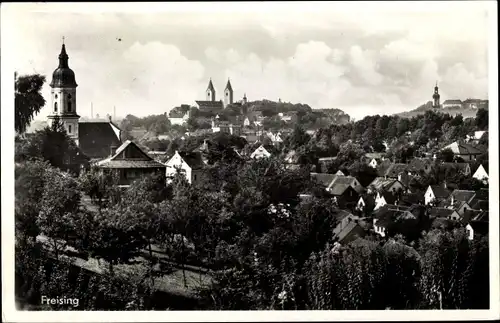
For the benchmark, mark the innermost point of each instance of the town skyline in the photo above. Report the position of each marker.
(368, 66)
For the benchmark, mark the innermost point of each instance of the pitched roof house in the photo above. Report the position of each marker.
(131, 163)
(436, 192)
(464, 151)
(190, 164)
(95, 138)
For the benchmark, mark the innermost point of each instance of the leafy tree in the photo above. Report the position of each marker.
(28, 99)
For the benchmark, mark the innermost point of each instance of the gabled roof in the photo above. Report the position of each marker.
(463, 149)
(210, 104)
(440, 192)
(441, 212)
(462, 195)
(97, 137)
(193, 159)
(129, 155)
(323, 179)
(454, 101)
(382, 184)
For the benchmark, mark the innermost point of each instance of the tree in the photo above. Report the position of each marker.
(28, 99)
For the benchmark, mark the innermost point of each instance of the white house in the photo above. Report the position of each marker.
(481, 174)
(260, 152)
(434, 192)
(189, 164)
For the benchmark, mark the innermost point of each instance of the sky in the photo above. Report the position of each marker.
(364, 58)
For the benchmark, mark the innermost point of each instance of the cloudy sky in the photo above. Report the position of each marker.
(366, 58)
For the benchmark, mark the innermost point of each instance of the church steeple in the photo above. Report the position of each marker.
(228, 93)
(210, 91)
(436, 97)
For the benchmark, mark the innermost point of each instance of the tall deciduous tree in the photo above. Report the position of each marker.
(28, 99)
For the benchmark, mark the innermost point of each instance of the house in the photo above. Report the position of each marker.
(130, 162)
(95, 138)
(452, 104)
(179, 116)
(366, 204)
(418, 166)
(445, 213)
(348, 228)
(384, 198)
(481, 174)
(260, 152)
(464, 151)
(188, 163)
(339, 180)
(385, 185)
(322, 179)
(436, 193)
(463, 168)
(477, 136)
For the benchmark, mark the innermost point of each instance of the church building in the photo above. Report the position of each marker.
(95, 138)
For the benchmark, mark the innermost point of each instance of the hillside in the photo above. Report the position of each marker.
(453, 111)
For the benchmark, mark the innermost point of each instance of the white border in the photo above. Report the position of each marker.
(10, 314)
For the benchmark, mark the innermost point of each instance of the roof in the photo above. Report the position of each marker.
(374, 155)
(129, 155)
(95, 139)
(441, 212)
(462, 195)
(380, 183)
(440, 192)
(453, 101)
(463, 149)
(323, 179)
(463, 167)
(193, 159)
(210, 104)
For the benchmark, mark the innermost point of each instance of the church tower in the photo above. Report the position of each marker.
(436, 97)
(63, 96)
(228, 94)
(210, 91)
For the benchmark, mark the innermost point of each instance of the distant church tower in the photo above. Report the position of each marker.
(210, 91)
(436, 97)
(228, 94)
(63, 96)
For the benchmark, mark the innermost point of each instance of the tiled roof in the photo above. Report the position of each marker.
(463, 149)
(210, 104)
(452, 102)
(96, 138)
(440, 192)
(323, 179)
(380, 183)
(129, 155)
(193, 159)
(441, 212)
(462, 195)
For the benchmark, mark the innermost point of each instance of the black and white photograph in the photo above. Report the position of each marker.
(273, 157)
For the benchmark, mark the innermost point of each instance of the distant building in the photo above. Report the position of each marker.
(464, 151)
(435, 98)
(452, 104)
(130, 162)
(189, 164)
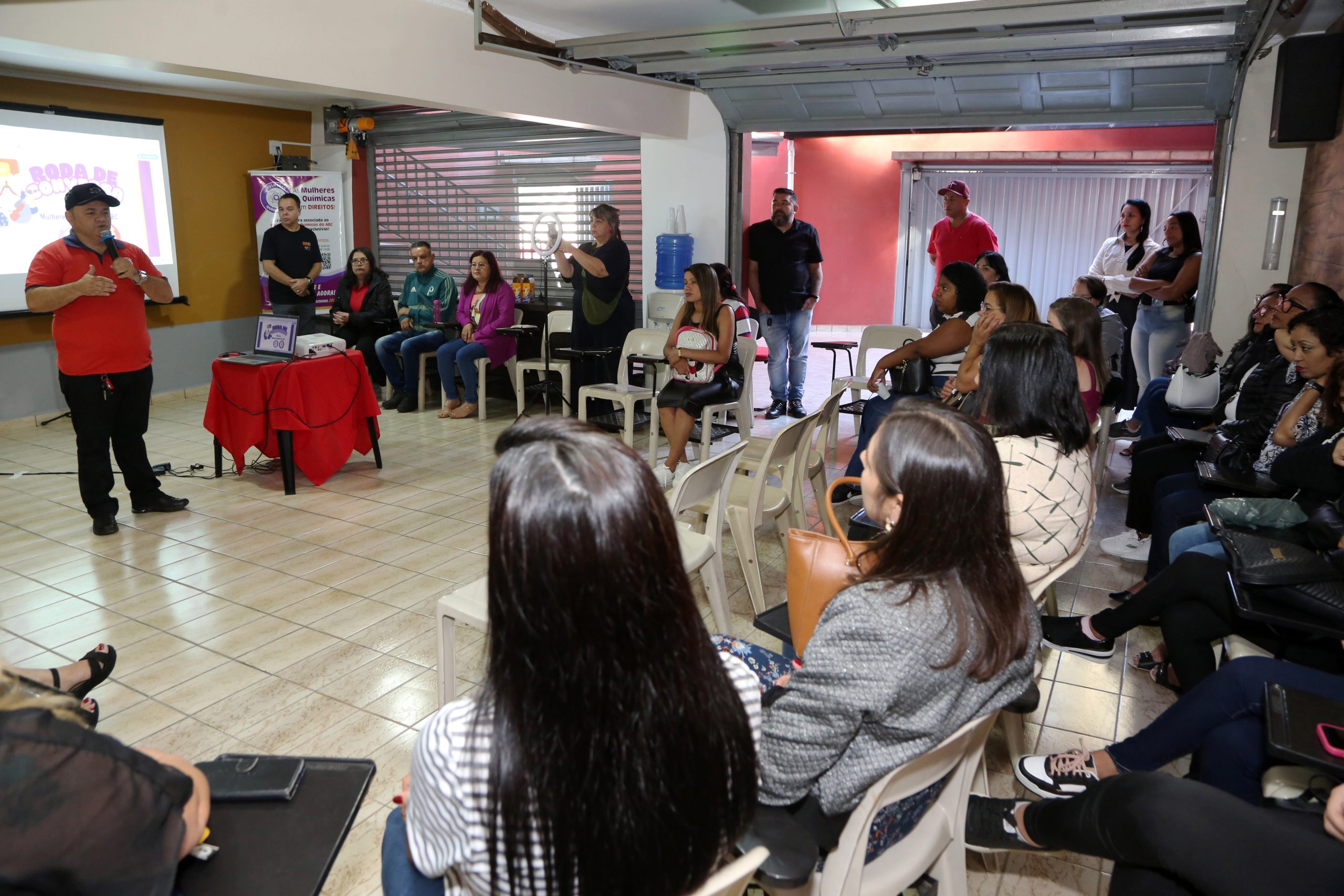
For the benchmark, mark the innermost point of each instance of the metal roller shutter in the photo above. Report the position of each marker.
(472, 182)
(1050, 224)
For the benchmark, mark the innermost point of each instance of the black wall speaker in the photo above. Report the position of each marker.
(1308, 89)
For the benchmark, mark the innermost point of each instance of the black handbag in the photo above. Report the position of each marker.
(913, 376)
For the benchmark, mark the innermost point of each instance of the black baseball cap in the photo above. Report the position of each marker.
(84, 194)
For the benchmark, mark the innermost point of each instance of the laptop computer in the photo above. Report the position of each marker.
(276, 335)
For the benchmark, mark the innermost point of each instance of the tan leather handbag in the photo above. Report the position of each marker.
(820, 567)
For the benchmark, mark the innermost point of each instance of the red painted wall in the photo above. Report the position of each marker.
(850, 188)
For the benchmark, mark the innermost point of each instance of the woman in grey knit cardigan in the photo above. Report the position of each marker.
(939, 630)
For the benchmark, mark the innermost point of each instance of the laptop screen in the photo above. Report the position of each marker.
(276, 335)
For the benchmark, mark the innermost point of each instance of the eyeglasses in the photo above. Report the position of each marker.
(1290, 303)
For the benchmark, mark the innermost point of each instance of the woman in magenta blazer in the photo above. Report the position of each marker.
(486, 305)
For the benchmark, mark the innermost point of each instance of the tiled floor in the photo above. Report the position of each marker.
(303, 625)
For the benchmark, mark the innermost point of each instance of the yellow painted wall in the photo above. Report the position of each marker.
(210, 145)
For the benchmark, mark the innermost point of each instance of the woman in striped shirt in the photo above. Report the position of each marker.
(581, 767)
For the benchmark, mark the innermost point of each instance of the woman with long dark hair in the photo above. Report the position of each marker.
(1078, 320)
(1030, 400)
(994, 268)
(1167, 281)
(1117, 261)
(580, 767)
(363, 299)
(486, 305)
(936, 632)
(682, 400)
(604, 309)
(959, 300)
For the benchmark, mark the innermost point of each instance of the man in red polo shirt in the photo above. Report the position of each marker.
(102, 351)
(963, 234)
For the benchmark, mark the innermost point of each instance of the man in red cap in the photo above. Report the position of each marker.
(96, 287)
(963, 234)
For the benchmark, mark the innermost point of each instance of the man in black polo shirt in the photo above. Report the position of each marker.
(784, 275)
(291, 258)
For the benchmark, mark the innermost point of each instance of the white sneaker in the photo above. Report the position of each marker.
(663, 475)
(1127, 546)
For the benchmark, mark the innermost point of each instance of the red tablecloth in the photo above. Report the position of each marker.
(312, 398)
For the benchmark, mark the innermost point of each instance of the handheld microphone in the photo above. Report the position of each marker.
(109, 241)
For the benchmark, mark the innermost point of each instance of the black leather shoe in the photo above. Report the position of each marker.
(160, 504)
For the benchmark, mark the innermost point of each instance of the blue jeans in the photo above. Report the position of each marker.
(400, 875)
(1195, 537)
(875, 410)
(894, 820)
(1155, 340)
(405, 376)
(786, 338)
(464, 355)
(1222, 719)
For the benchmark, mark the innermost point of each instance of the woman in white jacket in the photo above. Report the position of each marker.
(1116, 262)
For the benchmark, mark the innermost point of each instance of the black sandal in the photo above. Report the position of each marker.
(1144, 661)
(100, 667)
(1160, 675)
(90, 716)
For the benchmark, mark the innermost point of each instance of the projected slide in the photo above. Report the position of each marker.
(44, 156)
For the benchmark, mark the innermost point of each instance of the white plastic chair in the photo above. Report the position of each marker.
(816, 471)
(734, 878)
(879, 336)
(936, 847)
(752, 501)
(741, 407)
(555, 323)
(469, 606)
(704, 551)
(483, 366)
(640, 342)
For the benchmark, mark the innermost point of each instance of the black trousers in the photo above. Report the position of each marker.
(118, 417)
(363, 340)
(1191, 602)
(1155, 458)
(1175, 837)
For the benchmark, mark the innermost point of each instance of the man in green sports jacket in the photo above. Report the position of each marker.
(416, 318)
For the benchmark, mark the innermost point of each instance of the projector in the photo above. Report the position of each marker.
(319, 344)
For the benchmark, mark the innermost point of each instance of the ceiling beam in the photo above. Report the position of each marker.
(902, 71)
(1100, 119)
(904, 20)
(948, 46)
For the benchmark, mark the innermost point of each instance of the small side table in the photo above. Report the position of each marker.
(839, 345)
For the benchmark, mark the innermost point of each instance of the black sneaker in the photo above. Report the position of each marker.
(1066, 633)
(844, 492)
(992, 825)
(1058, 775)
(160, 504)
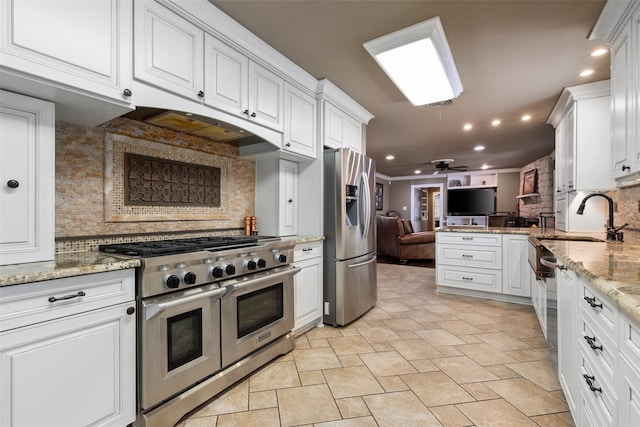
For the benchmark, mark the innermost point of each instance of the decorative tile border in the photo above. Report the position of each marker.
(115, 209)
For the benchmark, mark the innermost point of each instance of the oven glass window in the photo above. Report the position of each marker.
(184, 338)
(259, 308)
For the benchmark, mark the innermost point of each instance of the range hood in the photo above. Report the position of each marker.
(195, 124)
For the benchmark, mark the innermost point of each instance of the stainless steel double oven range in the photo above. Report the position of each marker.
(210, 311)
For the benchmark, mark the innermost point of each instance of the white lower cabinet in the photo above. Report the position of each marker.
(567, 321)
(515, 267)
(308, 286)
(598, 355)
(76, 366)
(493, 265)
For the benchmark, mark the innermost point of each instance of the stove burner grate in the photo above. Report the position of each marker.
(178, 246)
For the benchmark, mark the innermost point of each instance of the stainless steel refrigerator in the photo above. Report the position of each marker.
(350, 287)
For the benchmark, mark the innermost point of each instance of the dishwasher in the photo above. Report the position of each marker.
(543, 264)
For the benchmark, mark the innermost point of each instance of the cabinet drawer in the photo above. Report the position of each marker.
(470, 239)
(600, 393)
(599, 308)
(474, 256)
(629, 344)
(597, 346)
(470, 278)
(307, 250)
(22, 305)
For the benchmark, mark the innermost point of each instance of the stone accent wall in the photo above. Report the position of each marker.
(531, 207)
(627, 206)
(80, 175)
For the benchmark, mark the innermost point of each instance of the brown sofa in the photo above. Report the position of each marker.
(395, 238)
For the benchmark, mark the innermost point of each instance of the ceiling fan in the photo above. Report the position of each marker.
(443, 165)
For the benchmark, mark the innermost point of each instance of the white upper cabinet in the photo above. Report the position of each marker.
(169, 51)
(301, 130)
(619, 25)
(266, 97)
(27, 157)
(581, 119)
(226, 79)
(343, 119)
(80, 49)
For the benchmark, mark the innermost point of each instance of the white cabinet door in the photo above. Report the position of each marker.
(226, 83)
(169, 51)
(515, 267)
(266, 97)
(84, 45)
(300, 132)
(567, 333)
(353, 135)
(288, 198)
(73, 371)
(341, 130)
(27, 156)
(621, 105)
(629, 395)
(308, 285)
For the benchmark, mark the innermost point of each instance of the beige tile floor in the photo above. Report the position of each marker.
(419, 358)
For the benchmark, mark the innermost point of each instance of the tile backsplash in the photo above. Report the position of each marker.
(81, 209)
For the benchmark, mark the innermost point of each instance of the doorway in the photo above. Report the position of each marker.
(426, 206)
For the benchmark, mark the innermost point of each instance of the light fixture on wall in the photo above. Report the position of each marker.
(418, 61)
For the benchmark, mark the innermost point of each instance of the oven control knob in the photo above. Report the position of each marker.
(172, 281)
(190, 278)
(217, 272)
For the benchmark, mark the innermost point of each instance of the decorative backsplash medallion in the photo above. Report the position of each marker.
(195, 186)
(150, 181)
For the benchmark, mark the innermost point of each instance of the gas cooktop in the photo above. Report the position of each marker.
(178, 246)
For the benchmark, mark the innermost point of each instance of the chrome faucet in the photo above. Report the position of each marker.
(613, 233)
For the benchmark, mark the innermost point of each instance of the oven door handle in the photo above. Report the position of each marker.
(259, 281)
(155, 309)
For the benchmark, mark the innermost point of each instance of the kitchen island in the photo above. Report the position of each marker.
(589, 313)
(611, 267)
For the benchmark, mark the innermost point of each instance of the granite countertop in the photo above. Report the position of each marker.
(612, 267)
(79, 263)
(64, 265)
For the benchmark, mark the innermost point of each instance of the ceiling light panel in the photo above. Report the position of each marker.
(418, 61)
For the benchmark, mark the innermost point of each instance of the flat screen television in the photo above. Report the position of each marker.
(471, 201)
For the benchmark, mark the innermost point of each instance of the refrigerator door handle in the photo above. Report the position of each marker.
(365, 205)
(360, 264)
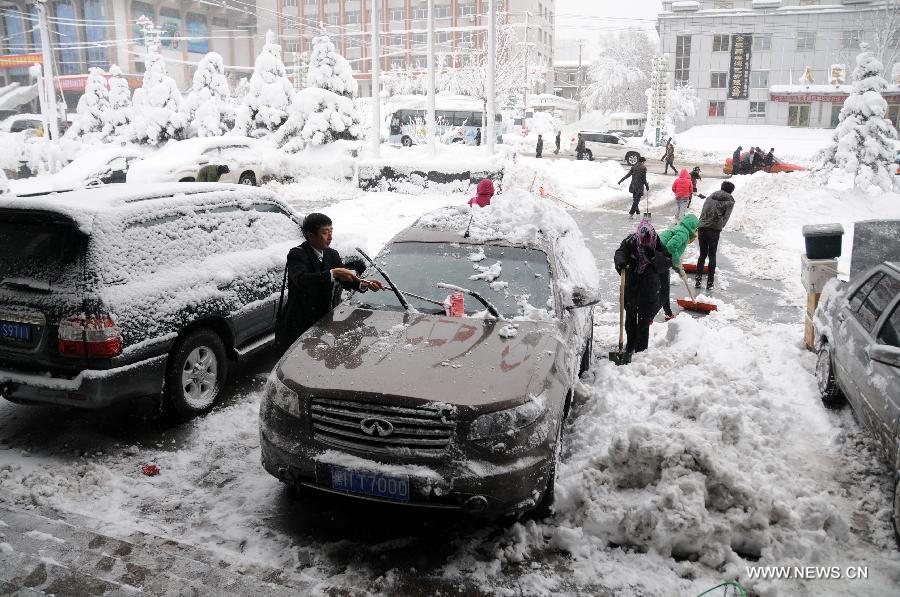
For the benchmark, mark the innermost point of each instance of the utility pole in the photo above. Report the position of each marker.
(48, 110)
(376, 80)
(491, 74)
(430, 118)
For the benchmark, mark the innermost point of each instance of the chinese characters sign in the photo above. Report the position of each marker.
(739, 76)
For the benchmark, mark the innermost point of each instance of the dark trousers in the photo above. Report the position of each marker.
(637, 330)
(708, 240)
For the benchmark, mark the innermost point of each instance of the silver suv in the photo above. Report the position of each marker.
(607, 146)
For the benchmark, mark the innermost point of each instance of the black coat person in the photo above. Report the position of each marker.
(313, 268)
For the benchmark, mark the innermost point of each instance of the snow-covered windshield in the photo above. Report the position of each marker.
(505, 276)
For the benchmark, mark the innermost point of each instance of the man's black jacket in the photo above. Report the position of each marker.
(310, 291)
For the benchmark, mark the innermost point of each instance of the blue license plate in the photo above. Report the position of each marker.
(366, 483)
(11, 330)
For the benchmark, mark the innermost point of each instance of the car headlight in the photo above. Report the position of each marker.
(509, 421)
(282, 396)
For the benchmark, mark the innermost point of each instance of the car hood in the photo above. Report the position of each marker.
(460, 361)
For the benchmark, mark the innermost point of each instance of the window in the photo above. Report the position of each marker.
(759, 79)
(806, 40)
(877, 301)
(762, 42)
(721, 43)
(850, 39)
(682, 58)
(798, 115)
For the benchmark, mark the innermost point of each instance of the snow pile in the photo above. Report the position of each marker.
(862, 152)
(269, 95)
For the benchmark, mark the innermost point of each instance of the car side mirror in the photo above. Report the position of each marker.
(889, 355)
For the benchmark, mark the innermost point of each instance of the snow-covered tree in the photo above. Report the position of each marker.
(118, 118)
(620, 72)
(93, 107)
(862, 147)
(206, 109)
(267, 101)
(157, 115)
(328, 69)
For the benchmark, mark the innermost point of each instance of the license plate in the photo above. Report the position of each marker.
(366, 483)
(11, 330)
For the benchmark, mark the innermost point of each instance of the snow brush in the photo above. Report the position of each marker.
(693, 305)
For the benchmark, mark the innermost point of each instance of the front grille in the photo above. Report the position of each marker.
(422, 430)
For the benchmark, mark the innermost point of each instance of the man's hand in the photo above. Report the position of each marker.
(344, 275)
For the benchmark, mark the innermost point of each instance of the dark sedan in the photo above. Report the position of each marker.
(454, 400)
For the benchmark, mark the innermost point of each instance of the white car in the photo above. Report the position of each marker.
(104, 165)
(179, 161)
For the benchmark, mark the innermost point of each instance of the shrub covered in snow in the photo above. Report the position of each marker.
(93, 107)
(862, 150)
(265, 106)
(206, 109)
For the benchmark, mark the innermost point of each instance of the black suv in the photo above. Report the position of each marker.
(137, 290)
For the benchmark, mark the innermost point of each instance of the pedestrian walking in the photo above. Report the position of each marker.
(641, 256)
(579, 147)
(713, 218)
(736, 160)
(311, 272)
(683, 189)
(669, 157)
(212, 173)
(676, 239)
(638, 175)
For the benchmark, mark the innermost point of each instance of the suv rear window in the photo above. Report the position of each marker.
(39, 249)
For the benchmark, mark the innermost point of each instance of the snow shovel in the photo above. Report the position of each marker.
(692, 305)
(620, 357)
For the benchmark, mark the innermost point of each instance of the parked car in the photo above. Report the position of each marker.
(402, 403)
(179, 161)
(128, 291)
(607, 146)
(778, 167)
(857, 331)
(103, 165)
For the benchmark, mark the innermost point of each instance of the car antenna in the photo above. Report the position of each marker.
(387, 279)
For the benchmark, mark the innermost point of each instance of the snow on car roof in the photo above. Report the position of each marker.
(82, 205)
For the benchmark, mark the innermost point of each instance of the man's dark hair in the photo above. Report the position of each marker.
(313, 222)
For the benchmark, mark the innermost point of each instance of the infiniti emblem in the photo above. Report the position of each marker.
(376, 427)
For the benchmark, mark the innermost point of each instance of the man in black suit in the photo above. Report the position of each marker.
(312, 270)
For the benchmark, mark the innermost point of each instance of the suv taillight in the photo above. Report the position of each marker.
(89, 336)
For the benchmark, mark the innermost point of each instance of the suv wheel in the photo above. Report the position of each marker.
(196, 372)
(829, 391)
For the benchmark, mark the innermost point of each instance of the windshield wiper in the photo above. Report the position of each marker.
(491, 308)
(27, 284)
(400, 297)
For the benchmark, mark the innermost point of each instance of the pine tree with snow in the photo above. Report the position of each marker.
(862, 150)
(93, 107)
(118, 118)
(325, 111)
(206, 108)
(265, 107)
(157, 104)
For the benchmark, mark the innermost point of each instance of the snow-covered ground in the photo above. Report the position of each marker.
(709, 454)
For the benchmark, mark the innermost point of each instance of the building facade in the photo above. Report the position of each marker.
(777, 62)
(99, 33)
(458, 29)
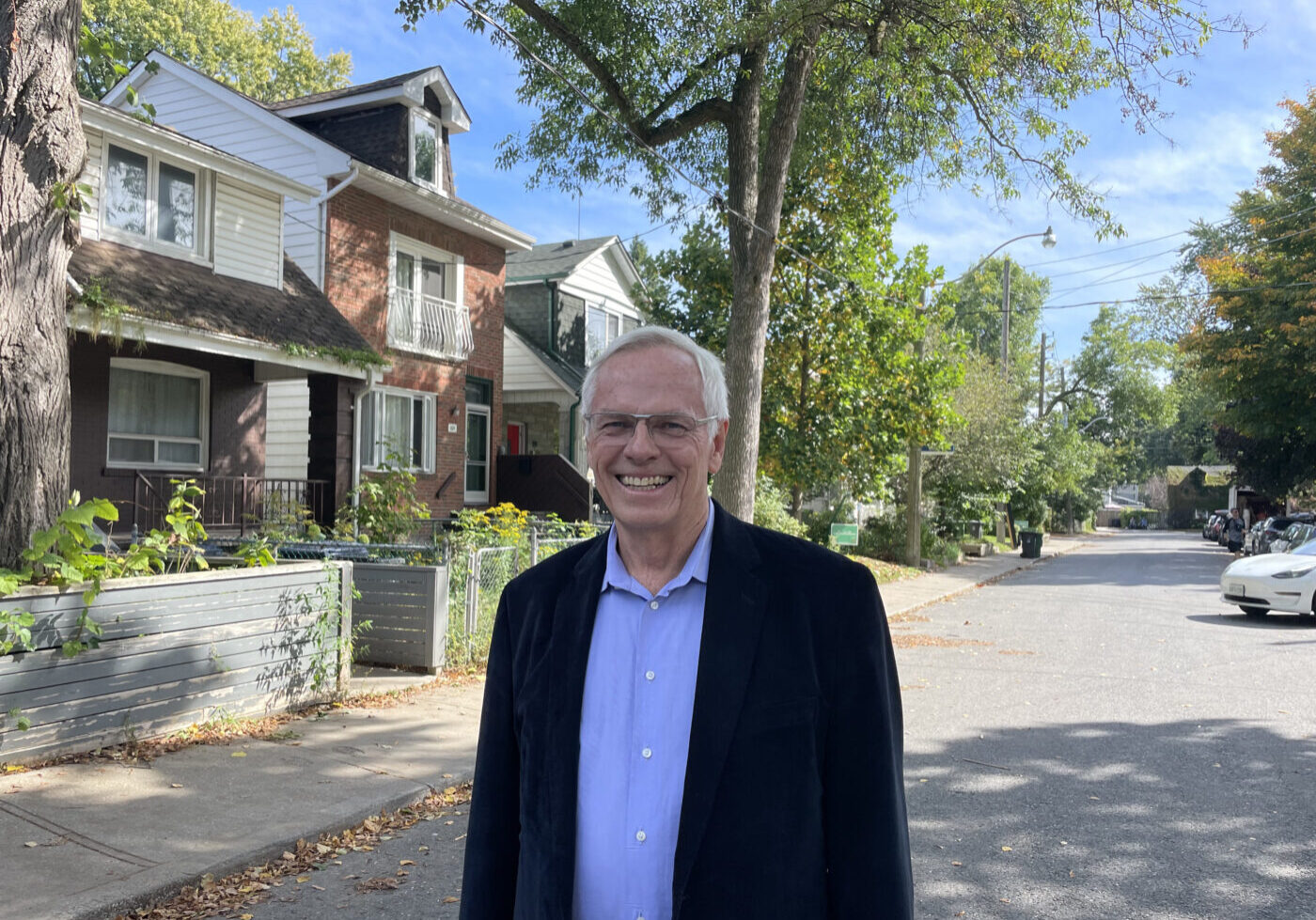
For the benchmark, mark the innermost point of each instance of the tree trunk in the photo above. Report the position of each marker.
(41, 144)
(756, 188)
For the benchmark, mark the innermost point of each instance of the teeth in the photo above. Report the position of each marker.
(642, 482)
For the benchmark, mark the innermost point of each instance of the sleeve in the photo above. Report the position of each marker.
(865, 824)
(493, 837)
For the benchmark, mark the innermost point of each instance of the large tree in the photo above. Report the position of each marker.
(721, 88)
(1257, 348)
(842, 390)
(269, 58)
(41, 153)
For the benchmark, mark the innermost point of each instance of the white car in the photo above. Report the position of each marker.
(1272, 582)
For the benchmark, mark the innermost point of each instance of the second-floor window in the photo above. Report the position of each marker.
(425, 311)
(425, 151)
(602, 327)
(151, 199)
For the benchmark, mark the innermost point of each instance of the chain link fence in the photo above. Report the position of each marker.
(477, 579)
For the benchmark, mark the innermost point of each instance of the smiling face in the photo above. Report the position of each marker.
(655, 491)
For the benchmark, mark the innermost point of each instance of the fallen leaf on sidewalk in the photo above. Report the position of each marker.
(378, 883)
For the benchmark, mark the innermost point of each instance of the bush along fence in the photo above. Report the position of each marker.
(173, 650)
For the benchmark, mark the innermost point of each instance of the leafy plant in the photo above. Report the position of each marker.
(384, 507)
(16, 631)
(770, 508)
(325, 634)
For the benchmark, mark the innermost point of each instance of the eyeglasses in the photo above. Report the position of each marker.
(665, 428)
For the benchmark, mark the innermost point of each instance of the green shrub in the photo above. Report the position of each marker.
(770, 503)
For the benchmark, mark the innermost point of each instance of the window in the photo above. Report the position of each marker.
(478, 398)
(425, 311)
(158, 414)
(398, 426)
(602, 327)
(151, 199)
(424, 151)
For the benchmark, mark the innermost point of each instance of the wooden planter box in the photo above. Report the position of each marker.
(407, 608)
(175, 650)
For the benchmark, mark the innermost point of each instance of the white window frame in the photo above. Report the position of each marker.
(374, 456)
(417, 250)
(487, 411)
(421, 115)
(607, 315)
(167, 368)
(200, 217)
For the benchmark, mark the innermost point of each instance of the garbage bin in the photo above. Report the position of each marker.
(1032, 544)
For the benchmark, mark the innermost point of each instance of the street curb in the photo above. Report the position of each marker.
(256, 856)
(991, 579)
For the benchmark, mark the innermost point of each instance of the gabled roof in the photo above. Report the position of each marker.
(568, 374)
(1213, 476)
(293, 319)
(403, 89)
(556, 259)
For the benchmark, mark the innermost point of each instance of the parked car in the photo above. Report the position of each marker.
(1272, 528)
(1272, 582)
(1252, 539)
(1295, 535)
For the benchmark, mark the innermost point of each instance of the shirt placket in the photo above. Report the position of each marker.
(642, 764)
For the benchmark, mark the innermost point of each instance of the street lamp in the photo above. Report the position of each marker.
• • •
→ **Do this**: Each line from the one containing "the white window" to the final line of the entries above must be returned exactly, and no other line may appear.

→ **Solution for this exercise**:
For the benchmark, mark the innermost point of each instance of the white window frame in the photo above. Report the position of each marker.
(374, 456)
(417, 250)
(487, 411)
(421, 115)
(607, 315)
(167, 368)
(200, 217)
For the benchmark, mark the innermost point of each instance of the garbage bin in the photo above. Report the position of each marker.
(1032, 544)
For the benchmark, mark the innermost point of each instance of the street curb in the photo above. Report the position of each marker.
(256, 856)
(991, 579)
For the benchmark, mark the innermost point of each instance of the gabled roof in the photo above. Report the position of each marker.
(568, 374)
(1213, 476)
(293, 319)
(403, 89)
(556, 259)
For the benchmark, mark the innermost point of each instance of the parked car in the photo above. Report the position of each marker.
(1272, 528)
(1272, 582)
(1252, 539)
(1295, 535)
For the benchmark, mark the innermost point of each instance of the shirt placket in the photo above. Report the position of each marker.
(642, 764)
For the benchmark, mark the innermost point of each instance of the street lamp in the photo above. Report the position of each marker.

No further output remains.